## Task objective
Write the lines from the one containing "For each <instance>" through the one containing "380L617 400V386ZM599 418L845", both included, as a JSON list of strings with one string per line and blank lines left out.

☆ ☆ ☆ ☆

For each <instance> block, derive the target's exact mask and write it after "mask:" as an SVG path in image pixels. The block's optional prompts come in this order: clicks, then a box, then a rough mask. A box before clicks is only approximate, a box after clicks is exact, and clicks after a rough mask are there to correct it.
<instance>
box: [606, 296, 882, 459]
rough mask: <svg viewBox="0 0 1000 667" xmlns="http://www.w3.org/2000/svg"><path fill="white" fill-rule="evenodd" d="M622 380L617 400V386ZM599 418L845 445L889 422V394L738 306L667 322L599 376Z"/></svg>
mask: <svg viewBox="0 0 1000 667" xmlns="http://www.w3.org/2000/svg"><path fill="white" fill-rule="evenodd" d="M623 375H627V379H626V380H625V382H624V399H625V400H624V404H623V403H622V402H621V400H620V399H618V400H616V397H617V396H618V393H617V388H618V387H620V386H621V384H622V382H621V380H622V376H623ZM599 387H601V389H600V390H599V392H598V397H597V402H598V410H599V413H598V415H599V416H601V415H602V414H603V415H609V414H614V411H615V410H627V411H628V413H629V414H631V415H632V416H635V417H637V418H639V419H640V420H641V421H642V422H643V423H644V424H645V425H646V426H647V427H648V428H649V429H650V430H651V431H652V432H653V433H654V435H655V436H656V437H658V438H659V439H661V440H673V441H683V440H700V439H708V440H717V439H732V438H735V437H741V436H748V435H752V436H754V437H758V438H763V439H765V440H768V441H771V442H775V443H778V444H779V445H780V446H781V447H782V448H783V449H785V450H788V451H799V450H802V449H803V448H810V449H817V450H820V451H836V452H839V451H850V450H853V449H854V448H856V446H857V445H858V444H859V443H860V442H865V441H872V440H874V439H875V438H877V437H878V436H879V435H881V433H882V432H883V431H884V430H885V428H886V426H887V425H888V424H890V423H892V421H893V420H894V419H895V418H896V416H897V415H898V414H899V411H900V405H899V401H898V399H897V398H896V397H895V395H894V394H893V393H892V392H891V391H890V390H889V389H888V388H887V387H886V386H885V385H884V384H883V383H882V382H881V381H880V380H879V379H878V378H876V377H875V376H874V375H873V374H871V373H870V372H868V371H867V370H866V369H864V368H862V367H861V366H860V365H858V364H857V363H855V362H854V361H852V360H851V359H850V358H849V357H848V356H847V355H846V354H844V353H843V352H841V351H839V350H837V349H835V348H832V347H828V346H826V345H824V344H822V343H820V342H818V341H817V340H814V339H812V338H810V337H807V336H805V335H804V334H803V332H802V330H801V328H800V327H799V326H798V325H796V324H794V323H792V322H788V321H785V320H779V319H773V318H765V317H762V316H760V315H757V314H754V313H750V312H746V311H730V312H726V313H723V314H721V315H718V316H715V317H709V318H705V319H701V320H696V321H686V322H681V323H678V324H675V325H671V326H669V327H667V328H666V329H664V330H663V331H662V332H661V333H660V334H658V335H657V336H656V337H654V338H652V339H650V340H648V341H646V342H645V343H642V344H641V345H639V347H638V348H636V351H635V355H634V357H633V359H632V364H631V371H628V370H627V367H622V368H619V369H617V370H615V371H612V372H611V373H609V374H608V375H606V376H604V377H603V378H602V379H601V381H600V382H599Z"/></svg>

☆ ☆ ☆ ☆

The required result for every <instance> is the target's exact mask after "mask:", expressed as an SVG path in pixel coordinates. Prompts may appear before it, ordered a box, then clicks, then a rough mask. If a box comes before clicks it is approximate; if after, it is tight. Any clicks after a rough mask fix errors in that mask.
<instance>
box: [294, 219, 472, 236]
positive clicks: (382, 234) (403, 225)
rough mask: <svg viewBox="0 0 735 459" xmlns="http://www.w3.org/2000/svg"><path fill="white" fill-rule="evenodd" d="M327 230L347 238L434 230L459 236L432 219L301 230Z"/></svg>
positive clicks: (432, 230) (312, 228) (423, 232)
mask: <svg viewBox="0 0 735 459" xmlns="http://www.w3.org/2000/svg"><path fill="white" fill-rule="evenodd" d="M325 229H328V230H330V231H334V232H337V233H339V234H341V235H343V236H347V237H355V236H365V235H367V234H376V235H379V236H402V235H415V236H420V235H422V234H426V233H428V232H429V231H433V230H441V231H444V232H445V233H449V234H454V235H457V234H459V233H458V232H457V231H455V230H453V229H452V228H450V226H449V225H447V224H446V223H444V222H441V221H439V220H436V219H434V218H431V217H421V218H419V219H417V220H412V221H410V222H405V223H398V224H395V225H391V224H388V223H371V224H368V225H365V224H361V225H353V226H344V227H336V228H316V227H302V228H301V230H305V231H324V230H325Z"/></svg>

☆ ☆ ☆ ☆

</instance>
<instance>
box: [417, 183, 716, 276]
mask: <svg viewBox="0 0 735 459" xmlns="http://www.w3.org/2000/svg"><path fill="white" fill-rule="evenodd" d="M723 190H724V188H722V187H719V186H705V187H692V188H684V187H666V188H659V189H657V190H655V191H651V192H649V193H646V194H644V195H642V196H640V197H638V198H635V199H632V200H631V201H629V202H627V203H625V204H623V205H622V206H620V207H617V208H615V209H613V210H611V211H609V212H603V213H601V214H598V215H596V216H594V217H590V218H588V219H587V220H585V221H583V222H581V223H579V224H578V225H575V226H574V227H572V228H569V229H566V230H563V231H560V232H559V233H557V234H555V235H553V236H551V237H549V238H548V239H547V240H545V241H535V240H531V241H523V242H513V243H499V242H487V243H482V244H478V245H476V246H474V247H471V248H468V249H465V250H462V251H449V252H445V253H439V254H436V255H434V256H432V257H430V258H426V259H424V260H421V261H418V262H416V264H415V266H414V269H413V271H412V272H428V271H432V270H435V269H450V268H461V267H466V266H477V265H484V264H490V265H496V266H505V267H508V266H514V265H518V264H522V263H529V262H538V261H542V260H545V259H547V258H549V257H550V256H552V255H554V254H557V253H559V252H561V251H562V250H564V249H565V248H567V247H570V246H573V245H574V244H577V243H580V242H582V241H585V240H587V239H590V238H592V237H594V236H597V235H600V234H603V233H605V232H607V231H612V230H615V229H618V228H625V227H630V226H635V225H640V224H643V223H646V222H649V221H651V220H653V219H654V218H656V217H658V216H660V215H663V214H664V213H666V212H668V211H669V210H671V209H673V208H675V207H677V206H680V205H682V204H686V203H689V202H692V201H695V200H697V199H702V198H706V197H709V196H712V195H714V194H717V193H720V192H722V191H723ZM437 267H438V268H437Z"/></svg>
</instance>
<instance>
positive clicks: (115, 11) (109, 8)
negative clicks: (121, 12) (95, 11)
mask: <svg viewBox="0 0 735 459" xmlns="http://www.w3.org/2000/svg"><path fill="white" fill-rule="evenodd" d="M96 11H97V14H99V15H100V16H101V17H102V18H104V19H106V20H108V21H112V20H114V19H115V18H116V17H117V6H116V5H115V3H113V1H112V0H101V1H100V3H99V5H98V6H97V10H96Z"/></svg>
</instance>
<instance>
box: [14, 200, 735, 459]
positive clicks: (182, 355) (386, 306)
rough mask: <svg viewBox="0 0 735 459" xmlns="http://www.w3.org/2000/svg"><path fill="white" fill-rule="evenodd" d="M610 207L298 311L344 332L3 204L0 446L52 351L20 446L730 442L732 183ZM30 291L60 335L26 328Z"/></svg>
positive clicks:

☆ ☆ ☆ ☆

## Your response
[
  "For each <instance> block, derive the target's exact mask and write it after \"mask:\" as an SVG path in image pixels. The block's optional prompts come in this order: clicks, then a box, then a rough mask. A box before clicks is only approximate, a box after clicks is exact, and clicks after a rough mask are there to correct it.",
  "<instance>",
  "box: [606, 296, 882, 459]",
  "rough mask: <svg viewBox=\"0 0 1000 667\" xmlns=\"http://www.w3.org/2000/svg\"><path fill=\"white\" fill-rule=\"evenodd\" d=\"M622 380L617 400V386ZM599 418L845 445L889 422V394L738 306L667 322L599 376Z\"/></svg>"
]